→ **Description of the task**
Search the listing for the string "leaf". Copy every line that has it.
···
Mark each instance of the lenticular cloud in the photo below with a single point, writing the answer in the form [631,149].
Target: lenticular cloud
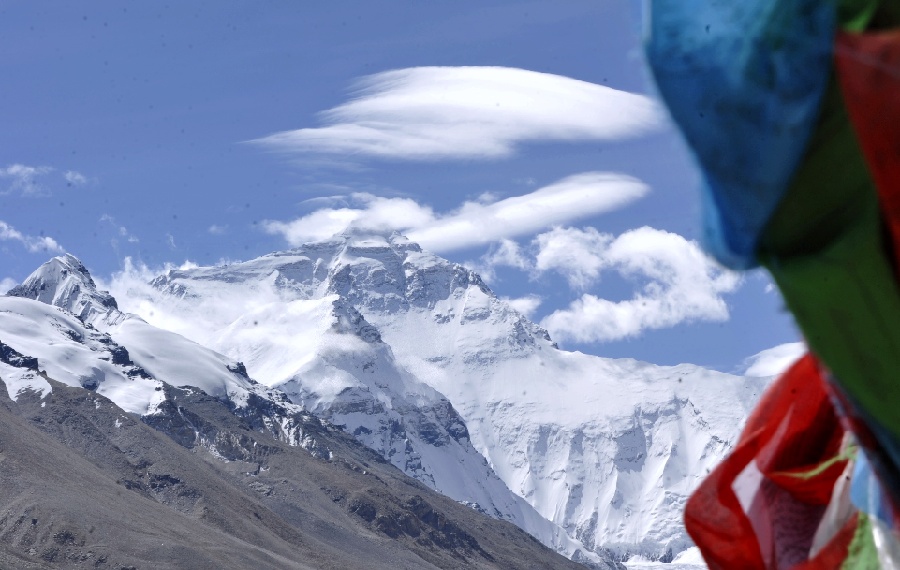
[431,113]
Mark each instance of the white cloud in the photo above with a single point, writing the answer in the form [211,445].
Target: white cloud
[122,231]
[429,113]
[681,285]
[474,223]
[32,243]
[774,361]
[567,200]
[526,305]
[24,179]
[74,178]
[577,254]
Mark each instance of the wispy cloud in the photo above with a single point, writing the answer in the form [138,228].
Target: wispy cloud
[121,231]
[680,284]
[473,223]
[36,181]
[436,113]
[34,244]
[773,361]
[75,178]
[24,180]
[526,305]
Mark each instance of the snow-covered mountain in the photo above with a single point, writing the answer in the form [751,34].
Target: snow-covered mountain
[106,465]
[424,364]
[350,378]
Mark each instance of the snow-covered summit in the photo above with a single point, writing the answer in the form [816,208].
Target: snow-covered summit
[66,283]
[317,349]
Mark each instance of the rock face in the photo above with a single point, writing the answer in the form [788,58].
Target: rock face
[129,446]
[608,450]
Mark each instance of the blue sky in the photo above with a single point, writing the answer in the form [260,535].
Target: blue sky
[517,137]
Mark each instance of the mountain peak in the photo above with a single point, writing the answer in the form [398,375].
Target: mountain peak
[65,282]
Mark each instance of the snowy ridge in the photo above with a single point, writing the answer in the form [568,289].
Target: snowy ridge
[347,376]
[119,355]
[606,449]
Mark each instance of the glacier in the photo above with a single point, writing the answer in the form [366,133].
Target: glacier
[422,362]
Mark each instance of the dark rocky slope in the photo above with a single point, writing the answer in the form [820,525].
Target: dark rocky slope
[85,485]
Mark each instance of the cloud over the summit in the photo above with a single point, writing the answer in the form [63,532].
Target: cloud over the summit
[436,113]
[475,222]
[34,244]
[675,283]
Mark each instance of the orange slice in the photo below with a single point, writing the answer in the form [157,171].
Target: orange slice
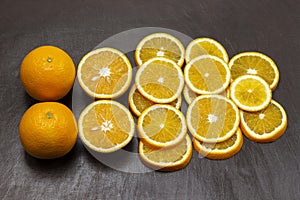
[167,159]
[161,126]
[207,75]
[205,46]
[160,80]
[106,126]
[250,93]
[212,118]
[159,45]
[138,103]
[104,73]
[254,63]
[222,150]
[266,125]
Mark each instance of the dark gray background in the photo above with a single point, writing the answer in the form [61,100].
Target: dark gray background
[259,171]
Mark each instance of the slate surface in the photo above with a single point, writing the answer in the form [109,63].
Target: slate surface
[259,171]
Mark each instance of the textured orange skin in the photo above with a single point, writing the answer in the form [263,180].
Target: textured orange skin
[48,130]
[47,73]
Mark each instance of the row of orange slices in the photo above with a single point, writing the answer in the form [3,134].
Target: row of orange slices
[223,96]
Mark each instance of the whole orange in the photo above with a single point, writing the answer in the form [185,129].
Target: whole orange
[48,130]
[47,73]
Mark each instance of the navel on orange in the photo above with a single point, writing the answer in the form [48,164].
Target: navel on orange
[48,130]
[47,73]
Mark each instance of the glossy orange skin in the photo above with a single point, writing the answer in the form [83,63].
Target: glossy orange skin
[48,130]
[47,73]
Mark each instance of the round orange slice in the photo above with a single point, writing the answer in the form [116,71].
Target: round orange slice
[222,150]
[104,73]
[266,125]
[212,118]
[161,126]
[159,45]
[106,126]
[167,159]
[160,80]
[254,63]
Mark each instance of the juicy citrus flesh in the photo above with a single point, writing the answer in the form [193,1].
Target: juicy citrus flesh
[266,125]
[105,73]
[212,118]
[167,159]
[222,150]
[189,95]
[205,46]
[106,126]
[47,73]
[253,63]
[159,45]
[138,103]
[207,75]
[160,80]
[48,130]
[161,125]
[250,93]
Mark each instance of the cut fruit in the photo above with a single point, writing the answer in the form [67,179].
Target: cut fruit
[159,45]
[250,93]
[212,118]
[205,46]
[106,126]
[167,159]
[266,125]
[254,63]
[161,126]
[104,73]
[138,103]
[189,95]
[160,80]
[207,75]
[222,150]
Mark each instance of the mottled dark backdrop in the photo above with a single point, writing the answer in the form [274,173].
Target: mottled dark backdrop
[259,171]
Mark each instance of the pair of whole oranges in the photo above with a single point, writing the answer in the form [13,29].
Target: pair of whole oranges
[48,129]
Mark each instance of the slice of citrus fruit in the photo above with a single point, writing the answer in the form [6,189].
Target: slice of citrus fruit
[161,126]
[167,159]
[106,126]
[159,45]
[250,93]
[104,73]
[254,63]
[266,125]
[189,95]
[138,103]
[160,80]
[212,118]
[207,75]
[222,150]
[205,46]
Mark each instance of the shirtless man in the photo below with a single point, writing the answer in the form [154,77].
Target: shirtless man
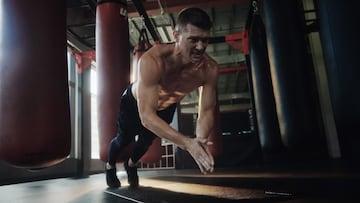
[166,74]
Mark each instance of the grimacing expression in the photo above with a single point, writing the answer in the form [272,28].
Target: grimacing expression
[193,42]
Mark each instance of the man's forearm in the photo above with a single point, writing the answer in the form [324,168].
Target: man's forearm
[165,131]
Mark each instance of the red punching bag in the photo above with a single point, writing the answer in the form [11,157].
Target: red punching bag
[113,66]
[34,99]
[154,152]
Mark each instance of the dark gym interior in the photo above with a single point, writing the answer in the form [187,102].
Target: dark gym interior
[287,126]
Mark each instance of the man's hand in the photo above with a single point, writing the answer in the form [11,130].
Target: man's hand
[199,150]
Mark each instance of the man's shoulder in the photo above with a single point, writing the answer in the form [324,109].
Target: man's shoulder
[161,49]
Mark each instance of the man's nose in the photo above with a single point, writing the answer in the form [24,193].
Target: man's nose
[201,45]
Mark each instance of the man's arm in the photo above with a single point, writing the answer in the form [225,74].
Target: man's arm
[150,72]
[207,104]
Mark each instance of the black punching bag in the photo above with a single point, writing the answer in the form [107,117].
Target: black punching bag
[267,120]
[34,95]
[292,80]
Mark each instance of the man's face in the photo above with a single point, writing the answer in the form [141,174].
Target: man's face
[192,42]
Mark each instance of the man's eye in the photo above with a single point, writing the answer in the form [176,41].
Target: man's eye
[194,40]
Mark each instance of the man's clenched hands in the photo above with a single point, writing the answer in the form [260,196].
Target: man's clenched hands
[199,150]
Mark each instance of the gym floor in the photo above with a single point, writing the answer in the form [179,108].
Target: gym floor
[186,186]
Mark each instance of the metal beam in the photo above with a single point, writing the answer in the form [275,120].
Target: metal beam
[174,6]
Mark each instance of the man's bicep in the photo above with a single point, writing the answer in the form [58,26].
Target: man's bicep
[148,85]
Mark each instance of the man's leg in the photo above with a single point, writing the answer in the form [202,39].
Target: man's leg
[116,146]
[140,148]
[110,167]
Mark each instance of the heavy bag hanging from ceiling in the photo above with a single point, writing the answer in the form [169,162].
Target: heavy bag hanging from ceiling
[113,66]
[35,118]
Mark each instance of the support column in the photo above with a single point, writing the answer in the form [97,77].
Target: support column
[34,95]
[340,42]
[113,66]
[293,82]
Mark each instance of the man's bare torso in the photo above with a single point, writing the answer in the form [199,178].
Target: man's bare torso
[177,80]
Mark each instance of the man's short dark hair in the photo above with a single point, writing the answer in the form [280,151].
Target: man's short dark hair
[193,16]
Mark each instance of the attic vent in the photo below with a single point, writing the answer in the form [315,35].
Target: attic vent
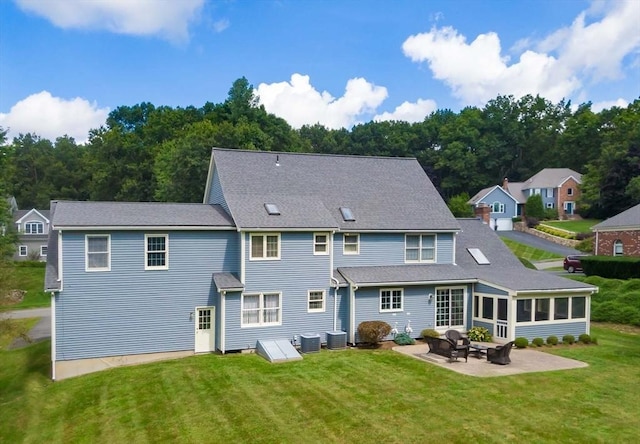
[272,209]
[347,214]
[479,256]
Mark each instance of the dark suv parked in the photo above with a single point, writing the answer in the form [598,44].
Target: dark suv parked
[572,264]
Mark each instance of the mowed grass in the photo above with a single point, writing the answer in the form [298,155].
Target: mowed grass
[31,280]
[576,226]
[351,396]
[529,253]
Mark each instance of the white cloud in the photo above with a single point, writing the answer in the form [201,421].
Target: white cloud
[167,19]
[409,112]
[51,117]
[599,106]
[560,65]
[299,103]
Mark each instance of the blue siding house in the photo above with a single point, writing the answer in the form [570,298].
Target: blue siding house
[285,245]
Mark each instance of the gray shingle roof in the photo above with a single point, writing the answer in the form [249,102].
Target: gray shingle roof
[504,270]
[124,215]
[551,178]
[627,219]
[383,193]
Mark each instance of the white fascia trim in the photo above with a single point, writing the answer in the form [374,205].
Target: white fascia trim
[413,283]
[577,291]
[19,221]
[143,228]
[207,189]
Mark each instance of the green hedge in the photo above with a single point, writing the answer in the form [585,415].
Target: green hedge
[611,267]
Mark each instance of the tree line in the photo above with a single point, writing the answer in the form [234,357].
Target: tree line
[149,153]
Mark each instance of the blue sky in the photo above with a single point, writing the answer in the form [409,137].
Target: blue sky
[64,64]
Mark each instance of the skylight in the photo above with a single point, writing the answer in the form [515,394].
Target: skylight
[272,209]
[347,214]
[479,256]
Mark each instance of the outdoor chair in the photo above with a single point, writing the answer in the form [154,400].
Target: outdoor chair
[500,354]
[456,337]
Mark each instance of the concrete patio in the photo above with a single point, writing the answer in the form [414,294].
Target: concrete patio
[522,361]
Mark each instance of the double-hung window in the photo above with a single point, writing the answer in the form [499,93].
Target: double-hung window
[316,301]
[265,246]
[321,243]
[391,299]
[34,227]
[156,250]
[261,309]
[98,252]
[420,248]
[351,244]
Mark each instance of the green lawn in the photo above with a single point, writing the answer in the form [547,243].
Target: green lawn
[30,279]
[349,396]
[577,226]
[529,253]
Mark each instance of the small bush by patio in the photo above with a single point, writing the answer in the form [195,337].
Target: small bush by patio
[372,332]
[521,342]
[479,334]
[538,342]
[568,339]
[429,333]
[404,339]
[584,338]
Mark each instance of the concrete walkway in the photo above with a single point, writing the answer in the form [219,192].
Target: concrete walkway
[522,361]
[39,332]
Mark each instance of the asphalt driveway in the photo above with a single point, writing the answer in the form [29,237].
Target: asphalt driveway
[537,242]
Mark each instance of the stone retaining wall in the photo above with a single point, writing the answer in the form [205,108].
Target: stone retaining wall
[521,226]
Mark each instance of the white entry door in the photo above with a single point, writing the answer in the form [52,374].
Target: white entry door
[205,331]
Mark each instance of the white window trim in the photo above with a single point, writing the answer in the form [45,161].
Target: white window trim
[261,310]
[324,298]
[552,311]
[33,222]
[420,260]
[391,310]
[344,244]
[264,247]
[615,244]
[317,244]
[146,251]
[86,253]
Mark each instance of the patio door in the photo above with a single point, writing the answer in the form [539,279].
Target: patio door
[502,329]
[450,308]
[205,332]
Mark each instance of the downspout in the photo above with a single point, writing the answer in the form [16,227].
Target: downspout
[53,335]
[335,292]
[223,294]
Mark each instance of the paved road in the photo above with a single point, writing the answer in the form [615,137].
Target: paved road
[537,242]
[39,332]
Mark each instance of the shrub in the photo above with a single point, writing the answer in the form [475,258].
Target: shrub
[404,339]
[479,334]
[584,338]
[521,342]
[372,332]
[429,333]
[568,339]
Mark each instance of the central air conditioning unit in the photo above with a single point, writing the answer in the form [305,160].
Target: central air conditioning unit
[336,340]
[309,343]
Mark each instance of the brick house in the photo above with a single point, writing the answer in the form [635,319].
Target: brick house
[619,235]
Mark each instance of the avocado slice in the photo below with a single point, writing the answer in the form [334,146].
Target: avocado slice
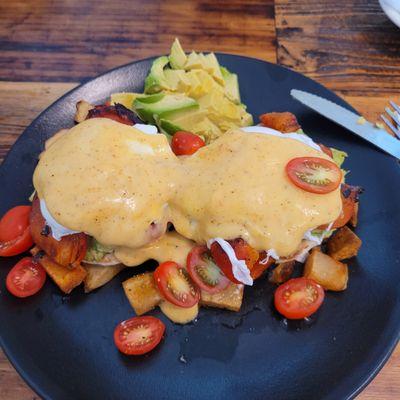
[163,107]
[177,57]
[155,81]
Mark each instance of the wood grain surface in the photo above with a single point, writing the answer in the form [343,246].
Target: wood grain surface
[46,47]
[347,45]
[71,41]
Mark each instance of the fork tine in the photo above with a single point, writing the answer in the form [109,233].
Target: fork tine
[395,106]
[393,115]
[391,126]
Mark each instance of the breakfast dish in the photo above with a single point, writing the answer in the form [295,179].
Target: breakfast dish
[226,350]
[215,200]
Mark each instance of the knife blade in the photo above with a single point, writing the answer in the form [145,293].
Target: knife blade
[349,120]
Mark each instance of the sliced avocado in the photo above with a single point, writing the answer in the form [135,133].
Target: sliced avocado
[177,57]
[164,107]
[214,68]
[155,81]
[193,62]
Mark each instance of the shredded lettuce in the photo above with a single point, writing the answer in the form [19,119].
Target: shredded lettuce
[338,156]
[96,251]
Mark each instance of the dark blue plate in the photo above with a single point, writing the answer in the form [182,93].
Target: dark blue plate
[63,346]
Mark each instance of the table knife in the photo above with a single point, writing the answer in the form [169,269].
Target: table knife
[349,120]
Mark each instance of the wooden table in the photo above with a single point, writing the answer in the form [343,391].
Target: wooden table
[47,47]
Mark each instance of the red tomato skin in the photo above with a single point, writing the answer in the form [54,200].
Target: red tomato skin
[186,143]
[157,327]
[193,259]
[161,275]
[294,166]
[298,284]
[24,264]
[327,150]
[15,236]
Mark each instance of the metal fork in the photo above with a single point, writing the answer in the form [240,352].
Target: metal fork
[395,116]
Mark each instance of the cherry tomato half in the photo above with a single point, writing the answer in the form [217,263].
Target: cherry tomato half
[138,335]
[327,150]
[314,174]
[175,285]
[15,235]
[186,143]
[204,272]
[26,278]
[298,298]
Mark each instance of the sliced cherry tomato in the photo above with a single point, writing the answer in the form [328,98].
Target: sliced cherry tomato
[314,174]
[242,250]
[138,335]
[186,143]
[175,285]
[15,235]
[204,272]
[298,298]
[327,150]
[26,278]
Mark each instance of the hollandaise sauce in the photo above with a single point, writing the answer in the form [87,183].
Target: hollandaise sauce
[124,187]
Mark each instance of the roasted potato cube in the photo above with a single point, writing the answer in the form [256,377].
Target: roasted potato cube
[282,272]
[142,292]
[229,298]
[82,111]
[99,275]
[343,244]
[323,269]
[354,218]
[284,122]
[66,279]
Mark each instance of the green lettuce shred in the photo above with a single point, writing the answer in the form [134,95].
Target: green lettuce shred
[96,251]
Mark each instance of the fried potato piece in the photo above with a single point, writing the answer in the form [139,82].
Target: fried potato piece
[354,218]
[68,252]
[284,122]
[329,273]
[343,244]
[229,298]
[99,275]
[66,279]
[82,111]
[142,292]
[282,272]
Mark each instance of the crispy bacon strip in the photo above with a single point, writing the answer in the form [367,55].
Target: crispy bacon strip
[68,252]
[117,112]
[284,122]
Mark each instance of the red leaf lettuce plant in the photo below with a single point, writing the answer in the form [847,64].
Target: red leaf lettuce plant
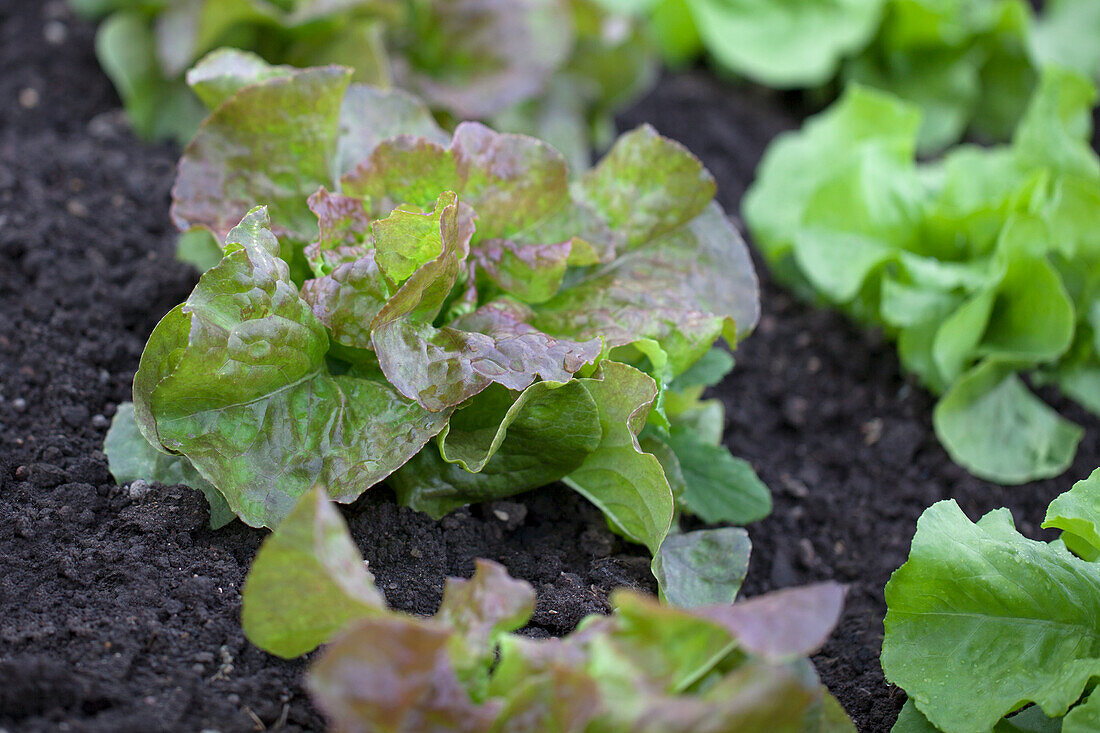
···
→ **Answer area**
Mark each instance of the red leaf lettuce plant in the photo below with a single point, writing the answer in the form [847,64].
Target: red leaf lettuce plant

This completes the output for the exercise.